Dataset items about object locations
----
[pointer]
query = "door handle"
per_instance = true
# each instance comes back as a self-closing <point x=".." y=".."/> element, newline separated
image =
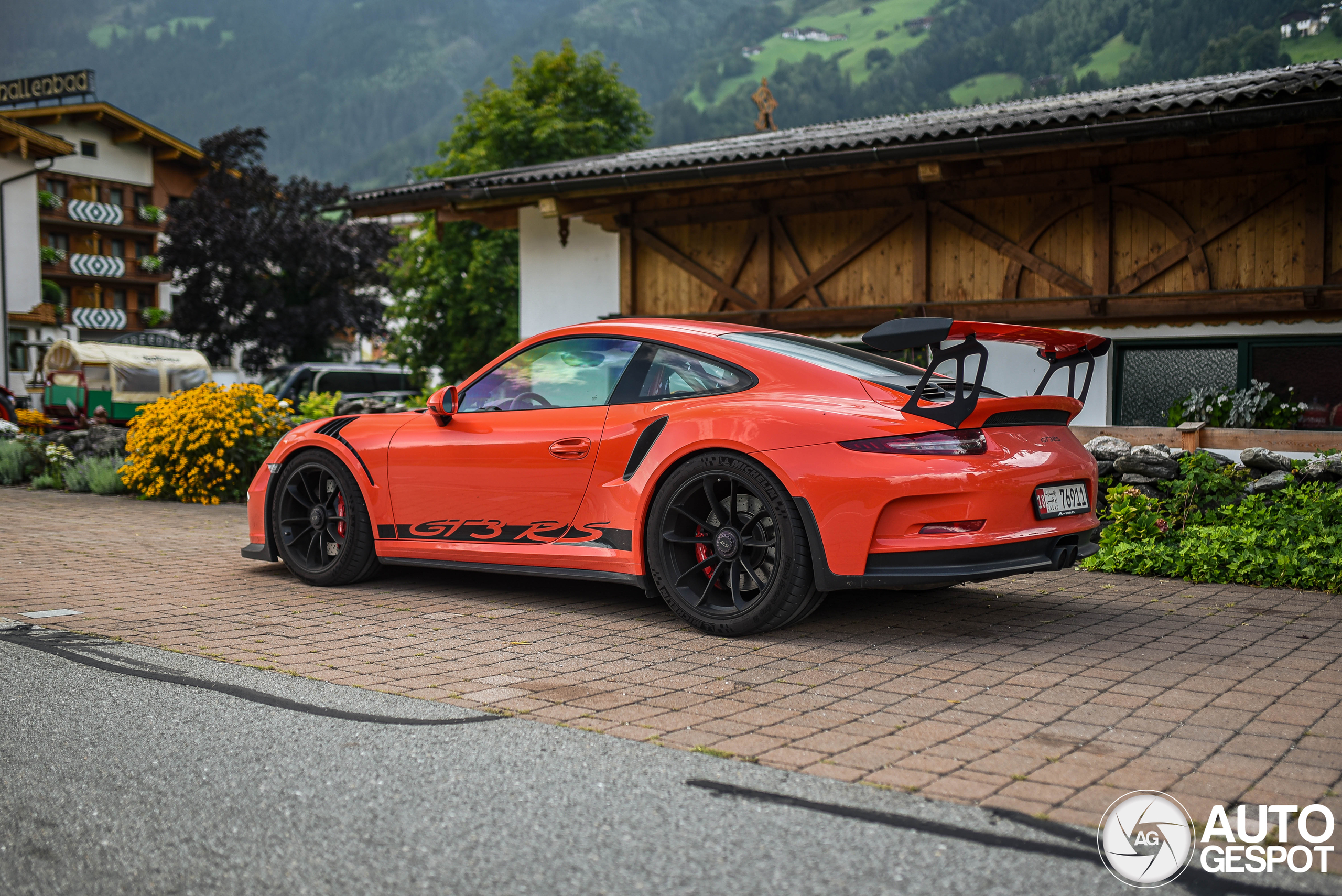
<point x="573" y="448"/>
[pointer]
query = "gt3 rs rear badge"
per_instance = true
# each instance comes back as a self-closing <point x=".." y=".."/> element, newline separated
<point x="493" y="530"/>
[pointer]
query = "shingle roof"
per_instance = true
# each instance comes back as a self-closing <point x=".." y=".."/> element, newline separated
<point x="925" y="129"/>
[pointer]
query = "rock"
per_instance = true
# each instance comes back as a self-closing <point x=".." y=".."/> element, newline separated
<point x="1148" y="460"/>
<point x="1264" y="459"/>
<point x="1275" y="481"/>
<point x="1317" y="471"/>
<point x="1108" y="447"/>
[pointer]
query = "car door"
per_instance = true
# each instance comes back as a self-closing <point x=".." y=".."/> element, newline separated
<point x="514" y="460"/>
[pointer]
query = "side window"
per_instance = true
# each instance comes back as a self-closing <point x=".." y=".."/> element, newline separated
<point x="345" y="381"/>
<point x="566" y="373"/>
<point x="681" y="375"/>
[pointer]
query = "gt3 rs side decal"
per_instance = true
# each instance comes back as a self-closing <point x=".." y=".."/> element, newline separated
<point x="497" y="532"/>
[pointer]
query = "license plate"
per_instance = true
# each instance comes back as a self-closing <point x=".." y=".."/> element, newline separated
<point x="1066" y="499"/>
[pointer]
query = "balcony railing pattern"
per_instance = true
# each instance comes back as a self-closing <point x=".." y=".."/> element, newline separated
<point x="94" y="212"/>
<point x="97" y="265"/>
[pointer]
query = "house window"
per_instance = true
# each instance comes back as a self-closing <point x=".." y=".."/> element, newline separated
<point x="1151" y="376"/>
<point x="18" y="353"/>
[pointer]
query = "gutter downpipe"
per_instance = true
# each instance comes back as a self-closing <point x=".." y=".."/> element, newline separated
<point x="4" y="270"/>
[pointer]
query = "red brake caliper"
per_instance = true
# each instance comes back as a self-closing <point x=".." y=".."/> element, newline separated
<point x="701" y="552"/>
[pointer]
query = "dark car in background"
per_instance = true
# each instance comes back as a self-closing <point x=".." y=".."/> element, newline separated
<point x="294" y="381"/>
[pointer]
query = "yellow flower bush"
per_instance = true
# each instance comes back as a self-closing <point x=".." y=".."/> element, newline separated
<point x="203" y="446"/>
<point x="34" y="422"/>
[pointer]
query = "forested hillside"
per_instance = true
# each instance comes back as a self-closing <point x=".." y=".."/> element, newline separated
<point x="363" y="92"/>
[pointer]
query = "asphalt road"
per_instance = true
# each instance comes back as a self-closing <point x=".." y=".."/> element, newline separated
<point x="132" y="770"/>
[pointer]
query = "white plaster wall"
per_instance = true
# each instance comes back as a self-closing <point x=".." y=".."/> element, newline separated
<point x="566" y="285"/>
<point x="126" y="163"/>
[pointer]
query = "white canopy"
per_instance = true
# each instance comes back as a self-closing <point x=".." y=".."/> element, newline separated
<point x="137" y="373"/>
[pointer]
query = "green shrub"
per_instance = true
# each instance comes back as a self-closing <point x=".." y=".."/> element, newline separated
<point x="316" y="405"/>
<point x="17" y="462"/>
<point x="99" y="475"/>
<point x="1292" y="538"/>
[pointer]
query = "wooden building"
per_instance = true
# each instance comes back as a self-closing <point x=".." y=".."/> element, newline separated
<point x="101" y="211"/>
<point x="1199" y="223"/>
----
Report every line of the items above that contains the word "white", treating uppercase and lowercase as different.

query = "white plaster wall"
query = "white canopy"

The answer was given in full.